━━ Input material ━━

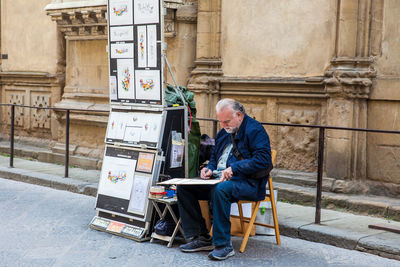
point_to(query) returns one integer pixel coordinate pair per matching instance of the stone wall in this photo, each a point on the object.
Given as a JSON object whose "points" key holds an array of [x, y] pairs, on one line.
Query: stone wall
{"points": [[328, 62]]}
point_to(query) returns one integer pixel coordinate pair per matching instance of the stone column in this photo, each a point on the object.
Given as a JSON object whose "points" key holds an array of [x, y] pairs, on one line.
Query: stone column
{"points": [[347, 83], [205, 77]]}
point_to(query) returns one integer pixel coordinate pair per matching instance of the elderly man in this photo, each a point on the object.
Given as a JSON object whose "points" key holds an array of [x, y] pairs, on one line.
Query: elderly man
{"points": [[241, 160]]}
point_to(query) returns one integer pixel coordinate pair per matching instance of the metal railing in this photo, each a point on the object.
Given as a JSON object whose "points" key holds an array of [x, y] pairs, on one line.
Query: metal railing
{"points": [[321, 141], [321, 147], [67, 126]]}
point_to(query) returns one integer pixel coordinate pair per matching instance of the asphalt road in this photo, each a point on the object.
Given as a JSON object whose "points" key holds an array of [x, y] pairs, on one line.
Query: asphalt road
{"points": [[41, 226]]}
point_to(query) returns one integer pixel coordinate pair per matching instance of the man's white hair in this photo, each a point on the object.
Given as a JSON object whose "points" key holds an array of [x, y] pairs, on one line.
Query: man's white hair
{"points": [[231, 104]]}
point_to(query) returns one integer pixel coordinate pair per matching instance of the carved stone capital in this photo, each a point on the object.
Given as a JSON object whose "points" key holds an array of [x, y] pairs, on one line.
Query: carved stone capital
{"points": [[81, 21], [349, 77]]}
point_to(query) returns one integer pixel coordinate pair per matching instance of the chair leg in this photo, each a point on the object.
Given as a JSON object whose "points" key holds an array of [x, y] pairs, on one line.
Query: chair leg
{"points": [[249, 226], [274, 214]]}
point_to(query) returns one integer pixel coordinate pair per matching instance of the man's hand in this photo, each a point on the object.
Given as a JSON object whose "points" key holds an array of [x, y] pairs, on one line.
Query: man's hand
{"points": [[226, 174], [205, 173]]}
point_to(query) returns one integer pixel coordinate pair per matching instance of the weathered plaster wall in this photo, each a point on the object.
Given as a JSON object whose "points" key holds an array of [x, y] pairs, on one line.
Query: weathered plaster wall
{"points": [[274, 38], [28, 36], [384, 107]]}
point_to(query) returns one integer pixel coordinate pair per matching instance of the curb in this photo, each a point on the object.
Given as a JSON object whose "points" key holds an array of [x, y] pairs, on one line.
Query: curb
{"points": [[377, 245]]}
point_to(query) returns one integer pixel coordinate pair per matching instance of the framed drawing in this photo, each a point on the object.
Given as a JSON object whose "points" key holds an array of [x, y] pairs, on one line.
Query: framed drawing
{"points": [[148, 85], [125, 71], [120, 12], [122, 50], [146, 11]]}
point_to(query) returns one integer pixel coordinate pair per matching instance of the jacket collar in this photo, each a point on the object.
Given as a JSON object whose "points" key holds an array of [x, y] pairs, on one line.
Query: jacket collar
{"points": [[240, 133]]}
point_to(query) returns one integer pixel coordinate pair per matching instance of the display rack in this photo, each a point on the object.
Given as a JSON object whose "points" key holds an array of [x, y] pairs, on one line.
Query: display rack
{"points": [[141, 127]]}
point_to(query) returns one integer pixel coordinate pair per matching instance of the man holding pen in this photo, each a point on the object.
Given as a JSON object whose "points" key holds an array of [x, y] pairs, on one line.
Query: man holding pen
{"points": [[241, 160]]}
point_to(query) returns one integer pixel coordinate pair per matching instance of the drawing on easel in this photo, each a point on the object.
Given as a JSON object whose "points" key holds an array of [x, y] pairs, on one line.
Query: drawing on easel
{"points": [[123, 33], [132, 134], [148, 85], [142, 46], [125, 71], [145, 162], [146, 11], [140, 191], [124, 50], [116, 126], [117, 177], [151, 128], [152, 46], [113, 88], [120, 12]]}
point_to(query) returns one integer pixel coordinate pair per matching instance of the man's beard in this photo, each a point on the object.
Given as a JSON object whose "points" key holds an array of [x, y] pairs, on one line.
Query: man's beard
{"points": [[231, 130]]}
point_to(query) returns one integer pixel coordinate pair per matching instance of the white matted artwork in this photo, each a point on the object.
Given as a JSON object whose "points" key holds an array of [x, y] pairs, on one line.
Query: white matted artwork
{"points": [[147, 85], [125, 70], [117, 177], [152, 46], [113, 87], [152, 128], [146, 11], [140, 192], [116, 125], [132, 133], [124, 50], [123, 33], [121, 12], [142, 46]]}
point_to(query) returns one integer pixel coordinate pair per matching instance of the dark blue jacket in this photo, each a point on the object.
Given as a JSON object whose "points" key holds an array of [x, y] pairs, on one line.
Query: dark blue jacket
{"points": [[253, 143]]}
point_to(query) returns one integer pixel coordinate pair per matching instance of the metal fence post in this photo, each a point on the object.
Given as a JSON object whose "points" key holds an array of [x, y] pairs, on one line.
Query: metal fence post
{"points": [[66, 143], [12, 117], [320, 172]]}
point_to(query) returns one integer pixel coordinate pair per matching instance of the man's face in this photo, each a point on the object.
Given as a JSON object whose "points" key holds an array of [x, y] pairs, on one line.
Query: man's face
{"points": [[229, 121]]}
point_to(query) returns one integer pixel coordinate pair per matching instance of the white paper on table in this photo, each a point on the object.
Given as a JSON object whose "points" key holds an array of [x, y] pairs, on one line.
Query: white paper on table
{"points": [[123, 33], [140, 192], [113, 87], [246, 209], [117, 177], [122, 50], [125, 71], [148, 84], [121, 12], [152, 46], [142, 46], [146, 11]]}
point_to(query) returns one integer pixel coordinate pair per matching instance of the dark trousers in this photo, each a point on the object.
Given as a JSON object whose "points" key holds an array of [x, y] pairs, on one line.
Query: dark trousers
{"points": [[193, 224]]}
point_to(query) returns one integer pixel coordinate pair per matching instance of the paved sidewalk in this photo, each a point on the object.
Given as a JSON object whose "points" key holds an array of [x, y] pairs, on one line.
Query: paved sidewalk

━━━

» **Do this**: Reproduce all of the records above word for word, omitting the pictures.

» **Written answer**:
point_to(query) returns one integer pixel coordinate pair per matching instance of the stone wall in this photo, each a point on the object.
Given as a JSON object whose "points" key holds an array of [x, y] pairs, on one line.
Query: stone wall
{"points": [[328, 62]]}
point_to(query) returns one integer pixel coordinate pair per matching instance of the stone column in this photo, each a point on the object.
Given as a JSON object whose "points" key holds an array of [x, y] pairs, on one line.
Query: stone column
{"points": [[347, 83], [205, 77]]}
point_to(query) returns one integer pixel coordinate pair per matching instance of the elderly man in this photo, each a point on the object.
Given as a JSON object whose "points" key holds an array of [x, y] pairs, on one line.
Query: elderly man
{"points": [[241, 160]]}
point_to(query) returns one integer pixel coordinate pair per matching instance of the metal railing in this photo, each a point on the object.
Given as a JSON object whose "points" key holds an array of [x, y] pairs, on one line.
Query: metal railing
{"points": [[321, 141], [321, 147], [67, 126]]}
point_to(query) returns one integer pixel coordinate pair per matching instance of the asphalt road in this photo, each a point on the object.
Given as a JSON object whose "points" key holds an array of [x, y] pairs, on one line.
Query: asphalt road
{"points": [[41, 226]]}
point_to(query) returns one integer pixel coordinate pair per matching instance of the man's white hair in this photo, each a point on the object.
Given as a JSON object whose "points" key holds an array of [x, y] pairs, on one line.
Query: man's white hair
{"points": [[231, 104]]}
point_to(query) returns one integer pixel coordinate pair per matching instance of the carved stone capital in this photo, each a point on the object.
Given as a JSON object whose "points" key holds an array of [x, y] pairs, on one line.
Query: carved stone capital
{"points": [[81, 21], [349, 77]]}
point_to(query) returns one integer pixel coordinate pair per matching instance of the chair leg in this photo, each a point on the object.
Given as a JSON object whose "points" key holds an array of [x, y] pairs, on one line.
Query: chair leg
{"points": [[249, 226], [274, 214]]}
point_to(query) returns one integer pixel coordinate pair per matching instance of the man's hand in this photo, each a point on the object.
Given as a JSON object whose "points" key holds an array of [x, y] pairs, on one line.
Query: man's hand
{"points": [[226, 174], [205, 173]]}
point_to(query) returns one integer pixel coordinate pair per matching instance of the weathered plaster wall in this photo, each a point on the object.
Given as a JSON object whose "points" key holds an array of [x, y] pairs, on one line.
Query: weathered plaster wall
{"points": [[274, 38], [28, 36], [384, 107]]}
point_to(query) returns one integer pixel coordinate pair per matching instance of the curb in this photo, each a point on the object.
Given as a JSON object whose "points" key holds an array of [x, y] pairs, on one line.
Query: curb
{"points": [[377, 245]]}
point_to(query) returns one integer pixel coordinate pair per matching instance of the framed drawing in this photo, each a point on the object.
Given as a JSON object whose "points" key holds an array of [x, y] pairs, on one line.
Query: framed drawing
{"points": [[148, 85], [125, 71], [120, 12], [122, 50], [146, 11]]}
point_to(query) returns one integer pixel coordinate pair per matching instance of the jacket collar in this photo, each a point on the object.
Given as a JSON object whose "points" key holds an array of [x, y] pairs, on one line.
Query: jacket collar
{"points": [[240, 133]]}
point_to(query) returns one integer pixel coordinate pair per matching instance of the display rack in this photo, each a point on the object.
Given as a JSON object whose "points" key holds an array of [x, y] pairs, on one line.
Query: display rack
{"points": [[141, 127]]}
point_to(query) returns one integer pixel coordinate pair per matching instance of the man holding pen in this photo, each a point on the object.
Given as a JSON object whose "points" key holds an array of [x, y] pairs, on one line.
Query: man holding pen
{"points": [[241, 160]]}
point_to(query) returns one integer pixel coordinate pair per matching instance of the drawing on easel in this photo, each a point on the object.
Given as a JSON object whose "points" key holds an array of [x, y] pairs, on one line.
Query: drawing on easel
{"points": [[123, 33], [132, 134], [148, 85], [142, 46], [125, 71], [145, 162], [146, 11], [140, 191], [124, 50], [116, 126], [117, 177], [151, 128], [152, 46], [113, 88], [120, 12]]}
point_to(query) returns one integer pixel coordinate pair per matching instance of the man's beard in this photo, each a point on the object.
Given as a JSON object whose "points" key holds an array of [x, y] pairs, on one line.
Query: man's beard
{"points": [[231, 130]]}
point_to(query) returns one integer pixel coordinate pair per matching instance of the white matted artwork in this photo, each a point on the object.
Given as a JSON object whose "points" key holds an array of [x, y] pairs, on one line.
Query: white matted artwork
{"points": [[147, 85], [125, 70], [117, 177], [152, 46], [113, 87], [152, 128], [146, 11], [140, 192], [116, 125], [132, 133], [124, 50], [123, 33], [121, 12], [142, 46]]}
point_to(query) returns one integer pixel coordinate pair per matching instance of the dark blue jacket in this photo, each a point on the object.
Given as a JSON object whose "points" key holds an array of [x, y] pairs, on one line.
Query: dark blue jacket
{"points": [[253, 143]]}
point_to(query) returns one integer pixel coordinate pair per matching instance of the metal fence post in this photo, each a point on the object.
Given as a JSON object whose "points" key holds an array of [x, y] pairs, on one line.
Query: metal fence post
{"points": [[66, 143], [12, 117], [320, 172]]}
point_to(query) returns one integer pixel coordinate pair per matching instance of the man's face in this photo, each a point on the object.
Given as a JSON object whose "points" key holds an array of [x, y] pairs, on one line.
Query: man's face
{"points": [[229, 121]]}
point_to(query) returns one integer pixel coordinate pair per matching instance of the white paper on table in this photo, each a point on the object.
Given as a JSON object whose "points" key holds an array of [x, y] pairs, on one line.
Query: white paper on table
{"points": [[123, 33], [140, 192], [113, 87], [246, 209], [117, 177], [122, 50], [125, 71], [148, 84], [121, 12], [152, 46], [142, 46], [146, 11]]}
point_to(query) returns one integer pixel coordinate pair per matching instance of the dark trousers in this photo, each a point on the object.
Given as a JSON object whose "points" key holds an array of [x, y] pairs, on one line.
Query: dark trousers
{"points": [[193, 224]]}
point_to(query) returns one integer pixel coordinate pair per matching instance of the paved sidewalk in this photo, each a point on the object.
Given as a JSON object whose "points" key holds an array of [x, y] pairs, on one line.
Query: paved sidewalk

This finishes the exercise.